Material to process:
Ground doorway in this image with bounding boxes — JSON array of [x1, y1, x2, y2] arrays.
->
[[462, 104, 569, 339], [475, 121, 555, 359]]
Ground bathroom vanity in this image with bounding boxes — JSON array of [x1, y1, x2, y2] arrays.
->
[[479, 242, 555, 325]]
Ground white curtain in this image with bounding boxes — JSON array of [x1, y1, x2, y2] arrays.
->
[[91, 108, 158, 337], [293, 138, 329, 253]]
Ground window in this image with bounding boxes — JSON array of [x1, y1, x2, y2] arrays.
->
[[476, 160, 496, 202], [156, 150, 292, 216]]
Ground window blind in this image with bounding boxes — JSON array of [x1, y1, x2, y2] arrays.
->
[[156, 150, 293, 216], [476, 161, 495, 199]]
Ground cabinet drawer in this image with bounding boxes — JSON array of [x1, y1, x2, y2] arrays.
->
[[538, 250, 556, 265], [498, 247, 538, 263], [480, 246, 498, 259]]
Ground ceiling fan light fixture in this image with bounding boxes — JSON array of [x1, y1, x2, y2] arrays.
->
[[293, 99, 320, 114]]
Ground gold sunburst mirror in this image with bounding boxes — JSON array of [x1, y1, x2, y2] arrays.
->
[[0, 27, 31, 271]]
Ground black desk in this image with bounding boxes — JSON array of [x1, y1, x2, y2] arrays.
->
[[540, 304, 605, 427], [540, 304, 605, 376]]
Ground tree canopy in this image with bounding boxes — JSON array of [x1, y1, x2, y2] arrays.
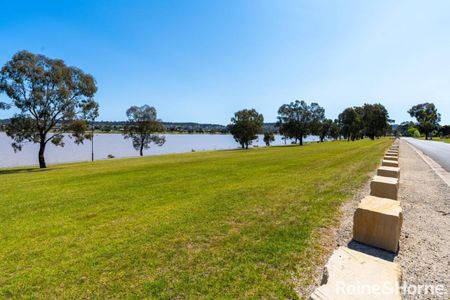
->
[[277, 100, 325, 145], [264, 131, 275, 147], [338, 103, 393, 141], [123, 105, 166, 156], [228, 109, 264, 149], [408, 102, 441, 139], [0, 51, 97, 168]]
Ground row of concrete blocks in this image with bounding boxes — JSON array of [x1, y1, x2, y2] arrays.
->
[[311, 140, 403, 300]]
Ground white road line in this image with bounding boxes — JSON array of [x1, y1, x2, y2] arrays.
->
[[405, 140, 450, 187]]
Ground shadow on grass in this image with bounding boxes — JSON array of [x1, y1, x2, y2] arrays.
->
[[347, 240, 397, 261], [0, 167, 53, 175]]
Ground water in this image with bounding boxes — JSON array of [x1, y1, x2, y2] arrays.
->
[[0, 132, 317, 168]]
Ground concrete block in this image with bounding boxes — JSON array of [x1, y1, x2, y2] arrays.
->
[[370, 175, 398, 200], [377, 167, 400, 178], [353, 196, 403, 253], [310, 247, 402, 300], [384, 155, 398, 161], [381, 159, 398, 167]]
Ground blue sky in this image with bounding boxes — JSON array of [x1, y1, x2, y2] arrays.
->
[[0, 0, 450, 124]]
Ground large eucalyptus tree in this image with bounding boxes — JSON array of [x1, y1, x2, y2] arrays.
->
[[0, 51, 97, 168]]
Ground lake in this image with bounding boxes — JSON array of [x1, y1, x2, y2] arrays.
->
[[0, 132, 318, 168]]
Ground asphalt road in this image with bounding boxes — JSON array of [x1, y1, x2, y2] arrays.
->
[[403, 138, 450, 172]]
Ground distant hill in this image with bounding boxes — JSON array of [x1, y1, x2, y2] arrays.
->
[[0, 119, 277, 133]]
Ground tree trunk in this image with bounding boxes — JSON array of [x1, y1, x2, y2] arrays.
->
[[38, 141, 47, 169]]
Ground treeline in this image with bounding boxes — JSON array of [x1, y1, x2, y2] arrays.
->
[[0, 51, 390, 168], [394, 102, 450, 140], [228, 100, 393, 149]]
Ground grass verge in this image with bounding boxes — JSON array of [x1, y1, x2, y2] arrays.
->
[[0, 139, 390, 298]]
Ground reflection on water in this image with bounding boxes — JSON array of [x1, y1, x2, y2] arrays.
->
[[0, 132, 317, 168]]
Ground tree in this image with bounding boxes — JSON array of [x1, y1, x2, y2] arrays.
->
[[397, 121, 416, 136], [277, 100, 325, 145], [228, 109, 264, 149], [408, 102, 441, 140], [408, 126, 420, 137], [338, 107, 362, 141], [439, 125, 450, 137], [123, 105, 166, 156], [83, 99, 99, 161], [264, 131, 275, 147], [329, 120, 341, 140], [318, 119, 333, 142], [0, 51, 97, 168], [360, 103, 390, 140], [0, 102, 10, 110]]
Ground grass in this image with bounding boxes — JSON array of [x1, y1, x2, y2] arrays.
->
[[0, 139, 390, 299], [417, 137, 450, 143]]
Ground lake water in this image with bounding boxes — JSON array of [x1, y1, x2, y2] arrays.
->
[[0, 132, 318, 168]]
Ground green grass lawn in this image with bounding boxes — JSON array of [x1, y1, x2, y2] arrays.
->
[[0, 139, 391, 299]]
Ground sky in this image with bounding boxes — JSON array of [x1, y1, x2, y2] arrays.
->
[[0, 0, 450, 124]]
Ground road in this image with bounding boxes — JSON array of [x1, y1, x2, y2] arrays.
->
[[403, 138, 450, 172]]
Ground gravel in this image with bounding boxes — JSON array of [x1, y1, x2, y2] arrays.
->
[[310, 141, 450, 299]]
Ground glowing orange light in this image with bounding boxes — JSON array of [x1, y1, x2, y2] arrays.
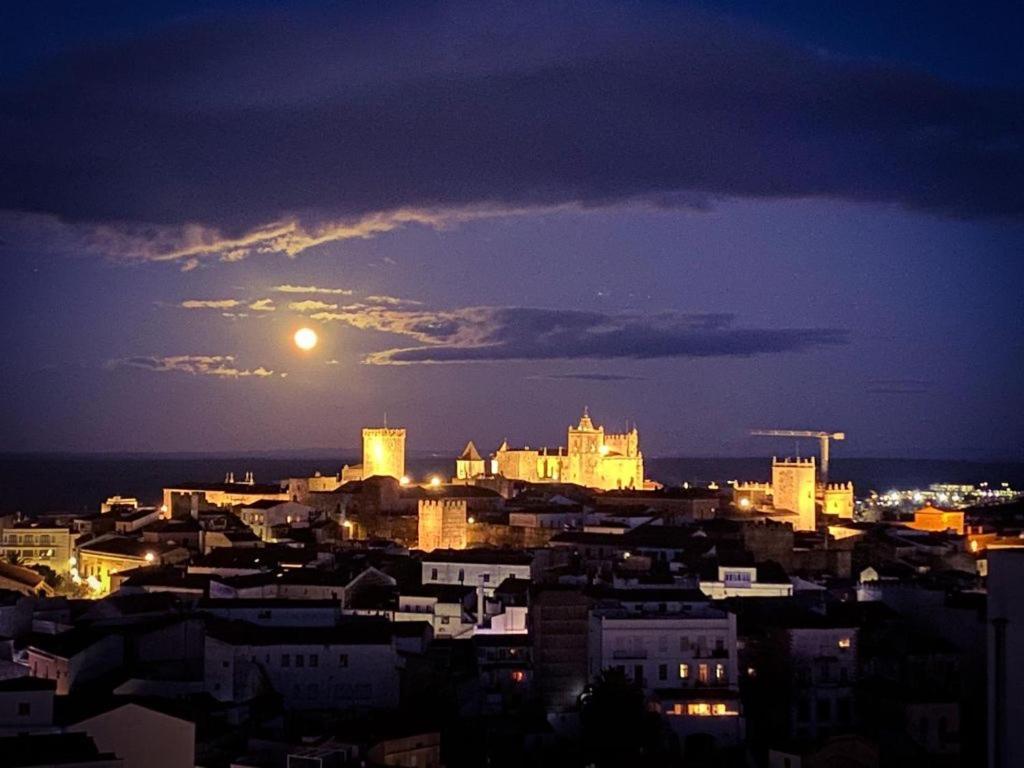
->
[[295, 328, 318, 352]]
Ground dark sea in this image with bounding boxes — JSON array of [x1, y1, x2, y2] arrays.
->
[[0, 454, 1024, 514]]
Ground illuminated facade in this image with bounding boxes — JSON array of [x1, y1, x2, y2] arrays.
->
[[909, 506, 964, 536], [0, 522, 72, 573], [821, 482, 853, 520], [362, 427, 406, 480], [455, 440, 486, 480], [771, 459, 815, 530], [492, 409, 644, 490], [417, 499, 467, 552]]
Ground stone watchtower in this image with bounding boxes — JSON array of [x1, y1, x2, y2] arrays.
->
[[362, 427, 406, 480], [417, 499, 469, 552]]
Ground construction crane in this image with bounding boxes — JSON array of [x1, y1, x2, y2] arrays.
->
[[751, 429, 846, 485]]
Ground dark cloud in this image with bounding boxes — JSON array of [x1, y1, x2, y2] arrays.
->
[[311, 305, 848, 365], [0, 3, 1024, 266], [866, 379, 932, 394], [108, 354, 276, 379]]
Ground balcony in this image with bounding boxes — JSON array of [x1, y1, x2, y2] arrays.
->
[[611, 649, 647, 662]]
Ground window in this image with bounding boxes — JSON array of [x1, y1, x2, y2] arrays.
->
[[797, 698, 811, 723], [836, 698, 851, 723], [817, 698, 831, 723], [686, 701, 726, 717]]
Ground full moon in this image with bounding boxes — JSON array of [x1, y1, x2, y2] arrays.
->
[[295, 328, 317, 351]]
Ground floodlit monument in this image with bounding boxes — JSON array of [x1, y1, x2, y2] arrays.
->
[[417, 499, 468, 552], [485, 409, 644, 490], [771, 459, 816, 530], [341, 427, 406, 482]]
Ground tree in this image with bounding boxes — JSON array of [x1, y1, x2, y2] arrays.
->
[[580, 669, 678, 768]]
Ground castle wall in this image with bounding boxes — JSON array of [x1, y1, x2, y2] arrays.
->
[[771, 459, 816, 530], [821, 482, 853, 520]]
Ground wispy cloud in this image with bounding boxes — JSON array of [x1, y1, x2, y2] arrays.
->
[[0, 2, 1024, 269], [272, 285, 352, 296], [366, 295, 423, 306], [311, 305, 848, 366], [181, 299, 244, 309], [526, 373, 645, 382], [288, 299, 338, 312], [109, 354, 276, 379]]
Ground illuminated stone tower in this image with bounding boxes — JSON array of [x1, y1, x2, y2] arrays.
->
[[565, 408, 606, 488], [455, 440, 483, 480], [417, 499, 468, 552], [362, 427, 406, 480], [771, 459, 816, 530]]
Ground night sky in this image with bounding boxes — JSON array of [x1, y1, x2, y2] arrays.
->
[[0, 0, 1024, 460]]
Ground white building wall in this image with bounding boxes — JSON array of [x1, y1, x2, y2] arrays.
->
[[206, 633, 399, 710], [69, 703, 196, 768], [422, 560, 530, 597], [588, 609, 738, 690]]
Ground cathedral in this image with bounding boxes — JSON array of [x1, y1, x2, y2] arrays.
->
[[475, 409, 644, 490]]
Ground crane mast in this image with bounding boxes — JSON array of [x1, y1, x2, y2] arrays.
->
[[751, 429, 846, 485]]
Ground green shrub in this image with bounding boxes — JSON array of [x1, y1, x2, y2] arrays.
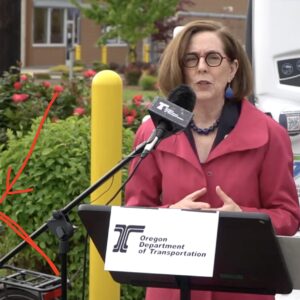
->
[[0, 117, 143, 300], [139, 75, 157, 91], [0, 67, 91, 148], [0, 117, 90, 300]]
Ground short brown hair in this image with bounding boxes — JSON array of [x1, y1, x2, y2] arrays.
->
[[158, 20, 253, 101]]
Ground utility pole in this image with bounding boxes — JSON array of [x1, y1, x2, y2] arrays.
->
[[0, 0, 21, 76]]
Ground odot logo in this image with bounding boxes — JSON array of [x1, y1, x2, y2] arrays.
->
[[113, 224, 145, 253]]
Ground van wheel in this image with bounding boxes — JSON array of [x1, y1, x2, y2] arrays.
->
[[0, 289, 39, 300]]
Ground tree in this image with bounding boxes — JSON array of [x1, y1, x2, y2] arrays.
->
[[151, 0, 195, 43], [71, 0, 180, 61]]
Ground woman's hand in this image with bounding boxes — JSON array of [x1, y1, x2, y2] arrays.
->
[[216, 186, 242, 211], [170, 188, 210, 209]]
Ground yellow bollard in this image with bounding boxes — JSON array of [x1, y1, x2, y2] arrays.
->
[[75, 44, 81, 61], [89, 70, 122, 300], [101, 45, 107, 65], [143, 43, 150, 63]]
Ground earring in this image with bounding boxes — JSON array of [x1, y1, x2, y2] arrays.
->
[[225, 82, 234, 99]]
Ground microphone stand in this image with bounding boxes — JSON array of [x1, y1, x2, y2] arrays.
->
[[0, 141, 149, 300]]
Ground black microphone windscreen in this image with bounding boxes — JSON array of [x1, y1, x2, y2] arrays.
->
[[167, 84, 196, 111]]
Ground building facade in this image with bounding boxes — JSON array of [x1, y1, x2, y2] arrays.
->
[[21, 0, 248, 68]]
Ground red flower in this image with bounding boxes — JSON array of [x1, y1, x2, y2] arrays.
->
[[132, 95, 143, 106], [11, 94, 29, 103], [53, 85, 64, 93], [14, 81, 22, 90], [125, 115, 135, 125], [51, 117, 59, 123], [20, 74, 28, 81], [43, 81, 51, 89], [73, 107, 85, 116], [83, 69, 96, 78], [123, 106, 129, 116], [129, 109, 137, 118]]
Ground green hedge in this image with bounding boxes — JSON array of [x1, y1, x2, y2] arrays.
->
[[0, 117, 144, 300]]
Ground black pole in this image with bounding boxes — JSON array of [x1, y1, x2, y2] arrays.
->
[[0, 141, 147, 267], [0, 0, 21, 76]]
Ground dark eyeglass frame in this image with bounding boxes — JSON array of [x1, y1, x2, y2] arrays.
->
[[182, 51, 228, 68]]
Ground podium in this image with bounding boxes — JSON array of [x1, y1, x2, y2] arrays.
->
[[78, 204, 293, 300]]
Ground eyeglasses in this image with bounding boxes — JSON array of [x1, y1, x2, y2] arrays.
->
[[182, 52, 227, 68]]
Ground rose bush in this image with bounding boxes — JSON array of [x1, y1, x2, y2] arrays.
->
[[0, 67, 92, 148]]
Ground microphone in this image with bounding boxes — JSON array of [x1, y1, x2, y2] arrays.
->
[[279, 111, 300, 136], [141, 84, 196, 158]]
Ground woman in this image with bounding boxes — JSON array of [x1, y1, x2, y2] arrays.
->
[[126, 21, 300, 300]]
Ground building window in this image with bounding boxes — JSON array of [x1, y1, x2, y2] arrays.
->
[[33, 7, 66, 44], [102, 26, 127, 47]]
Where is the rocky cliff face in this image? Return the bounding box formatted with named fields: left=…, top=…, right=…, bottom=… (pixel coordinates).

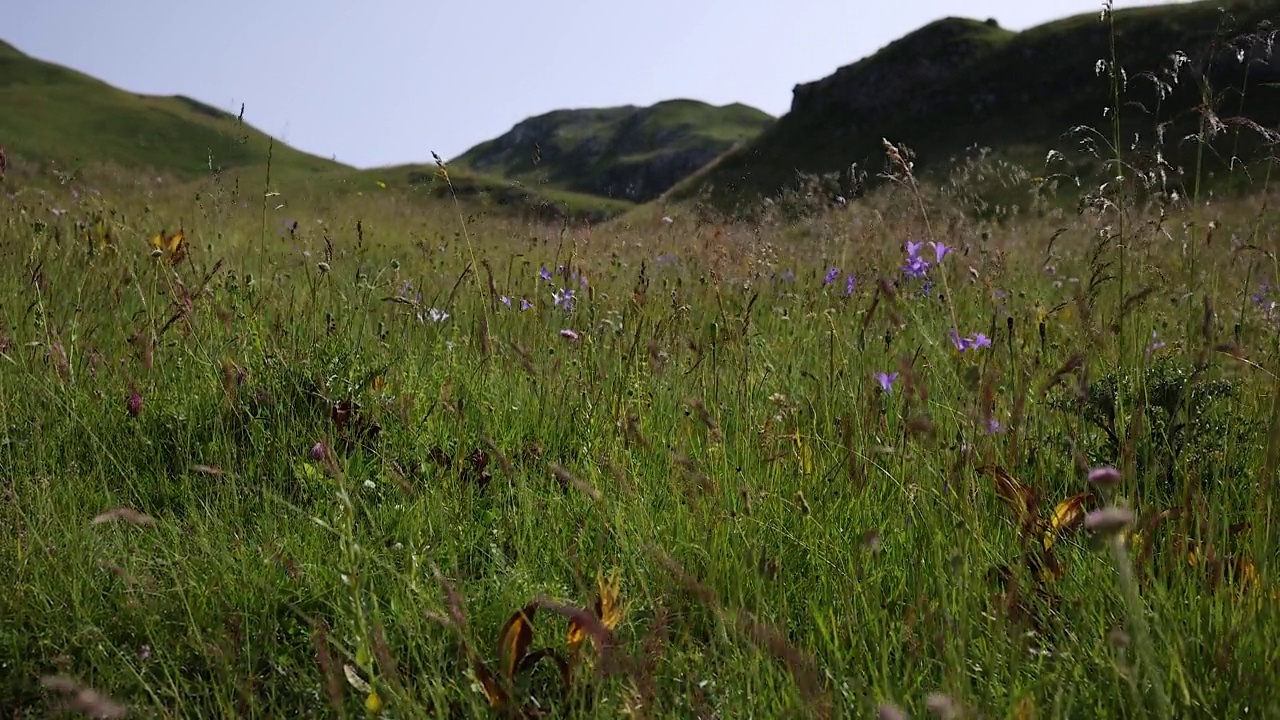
left=671, top=0, right=1280, bottom=210
left=791, top=18, right=1014, bottom=117
left=458, top=100, right=772, bottom=202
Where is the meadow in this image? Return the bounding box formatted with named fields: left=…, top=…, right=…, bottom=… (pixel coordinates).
left=0, top=28, right=1280, bottom=719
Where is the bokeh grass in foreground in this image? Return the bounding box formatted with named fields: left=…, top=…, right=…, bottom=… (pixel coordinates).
left=0, top=15, right=1280, bottom=717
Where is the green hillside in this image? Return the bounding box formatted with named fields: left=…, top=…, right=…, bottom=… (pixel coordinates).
left=0, top=42, right=346, bottom=178
left=667, top=0, right=1280, bottom=209
left=454, top=100, right=773, bottom=202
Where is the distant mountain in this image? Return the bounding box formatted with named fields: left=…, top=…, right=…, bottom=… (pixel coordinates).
left=453, top=100, right=773, bottom=202
left=667, top=0, right=1280, bottom=209
left=0, top=42, right=346, bottom=178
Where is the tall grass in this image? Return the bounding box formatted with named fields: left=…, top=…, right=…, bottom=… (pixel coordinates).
left=0, top=11, right=1280, bottom=717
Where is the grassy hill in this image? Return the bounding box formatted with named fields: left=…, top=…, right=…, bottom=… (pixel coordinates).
left=668, top=0, right=1280, bottom=208
left=454, top=100, right=773, bottom=202
left=0, top=41, right=631, bottom=219
left=0, top=42, right=346, bottom=178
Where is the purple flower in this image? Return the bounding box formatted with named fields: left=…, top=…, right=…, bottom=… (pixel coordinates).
left=950, top=328, right=991, bottom=352
left=929, top=242, right=955, bottom=264
left=552, top=287, right=575, bottom=310
left=1089, top=465, right=1120, bottom=489
left=876, top=373, right=897, bottom=392
left=124, top=388, right=142, bottom=418
left=902, top=241, right=929, bottom=278
left=1146, top=331, right=1169, bottom=355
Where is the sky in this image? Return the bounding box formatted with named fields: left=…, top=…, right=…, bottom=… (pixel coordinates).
left=0, top=0, right=1177, bottom=168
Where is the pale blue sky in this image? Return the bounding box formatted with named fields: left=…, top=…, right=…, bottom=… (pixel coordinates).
left=0, top=0, right=1172, bottom=167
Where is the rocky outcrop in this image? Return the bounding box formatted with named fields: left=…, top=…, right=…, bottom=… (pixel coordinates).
left=791, top=18, right=1014, bottom=122
left=457, top=100, right=772, bottom=202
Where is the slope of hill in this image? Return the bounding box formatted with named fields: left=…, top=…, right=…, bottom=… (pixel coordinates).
left=0, top=41, right=346, bottom=178
left=454, top=100, right=772, bottom=202
left=667, top=0, right=1280, bottom=209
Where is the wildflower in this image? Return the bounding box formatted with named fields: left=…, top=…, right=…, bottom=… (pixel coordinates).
left=124, top=388, right=142, bottom=418
left=552, top=287, right=575, bottom=310
left=1146, top=331, right=1169, bottom=355
left=1089, top=466, right=1120, bottom=489
left=876, top=373, right=897, bottom=392
left=902, top=241, right=929, bottom=278
left=950, top=328, right=991, bottom=352
left=929, top=242, right=956, bottom=265
left=1084, top=506, right=1133, bottom=536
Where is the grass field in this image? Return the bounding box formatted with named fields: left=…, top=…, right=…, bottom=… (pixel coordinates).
left=0, top=7, right=1280, bottom=719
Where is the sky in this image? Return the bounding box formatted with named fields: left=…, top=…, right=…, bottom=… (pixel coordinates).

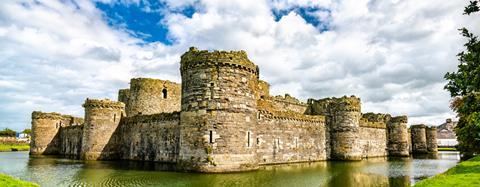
left=0, top=0, right=480, bottom=130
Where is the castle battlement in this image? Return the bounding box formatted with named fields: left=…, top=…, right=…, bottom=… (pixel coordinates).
left=390, top=116, right=408, bottom=123
left=82, top=98, right=125, bottom=109
left=180, top=47, right=257, bottom=74
left=122, top=112, right=180, bottom=123
left=32, top=111, right=73, bottom=120
left=30, top=47, right=436, bottom=172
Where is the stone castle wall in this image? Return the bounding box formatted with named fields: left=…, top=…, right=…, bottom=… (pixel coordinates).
left=387, top=116, right=411, bottom=156
left=30, top=111, right=83, bottom=155
left=264, top=94, right=308, bottom=114
left=410, top=124, right=428, bottom=154
left=59, top=124, right=83, bottom=159
left=425, top=127, right=438, bottom=152
left=113, top=112, right=180, bottom=163
left=179, top=48, right=258, bottom=172
left=80, top=98, right=125, bottom=160
left=124, top=78, right=181, bottom=116
left=359, top=118, right=388, bottom=158
left=31, top=48, right=436, bottom=172
left=251, top=99, right=330, bottom=164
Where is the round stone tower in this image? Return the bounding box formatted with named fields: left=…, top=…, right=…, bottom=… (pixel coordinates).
left=30, top=111, right=65, bottom=155
left=328, top=96, right=362, bottom=160
left=410, top=124, right=428, bottom=154
left=127, top=78, right=181, bottom=116
left=80, top=98, right=125, bottom=160
left=425, top=127, right=438, bottom=153
left=387, top=116, right=410, bottom=156
left=179, top=47, right=258, bottom=172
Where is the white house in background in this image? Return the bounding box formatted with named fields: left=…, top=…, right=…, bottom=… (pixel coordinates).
left=437, top=118, right=458, bottom=147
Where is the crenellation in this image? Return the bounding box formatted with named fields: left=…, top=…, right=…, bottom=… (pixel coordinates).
left=30, top=47, right=436, bottom=172
left=425, top=126, right=438, bottom=153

Problem to work on:
Identify every line above that contains the word "microphone" with matching case, and copy each of those lines.

Task answer:
Ground microphone stand in this image with bounding boxes — JSON array of [x1, y1, x2, y2] arrays.
Ground black microphone windscreen in this image with bounding boxes — JSON array of [x1, y1, x2, y2] arrays.
Ground microphone in this image with bounding boxes — JSON array of [x1, y1, x2, y2] arrays.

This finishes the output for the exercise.